◆ The problem ◆
Which lines of the entries below include "screen"? List them all.

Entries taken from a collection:
________
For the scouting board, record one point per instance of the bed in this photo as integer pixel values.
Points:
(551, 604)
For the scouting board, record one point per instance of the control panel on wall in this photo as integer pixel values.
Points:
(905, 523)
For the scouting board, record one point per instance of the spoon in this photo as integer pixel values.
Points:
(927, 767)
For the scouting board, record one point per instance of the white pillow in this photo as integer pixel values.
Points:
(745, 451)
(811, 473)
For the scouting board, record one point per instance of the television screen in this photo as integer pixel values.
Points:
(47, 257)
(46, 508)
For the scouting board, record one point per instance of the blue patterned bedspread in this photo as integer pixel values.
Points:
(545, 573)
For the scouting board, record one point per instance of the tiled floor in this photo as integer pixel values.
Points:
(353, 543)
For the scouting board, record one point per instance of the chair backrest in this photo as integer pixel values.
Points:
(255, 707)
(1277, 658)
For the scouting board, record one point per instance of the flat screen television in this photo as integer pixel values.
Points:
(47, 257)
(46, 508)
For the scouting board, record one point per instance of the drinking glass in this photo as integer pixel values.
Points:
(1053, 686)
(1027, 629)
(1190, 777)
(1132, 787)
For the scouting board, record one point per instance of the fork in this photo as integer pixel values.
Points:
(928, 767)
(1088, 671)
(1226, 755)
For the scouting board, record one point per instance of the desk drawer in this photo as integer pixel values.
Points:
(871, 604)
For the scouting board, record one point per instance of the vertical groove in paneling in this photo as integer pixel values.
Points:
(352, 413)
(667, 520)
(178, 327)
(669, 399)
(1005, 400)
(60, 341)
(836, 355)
________
◆ Result below ◆
For the scouting board, record one point per instance of the television screen in this photo as integer pixel values.
For the scouting board, record one point per instance of the flat screen television in this photo as integer pixel values.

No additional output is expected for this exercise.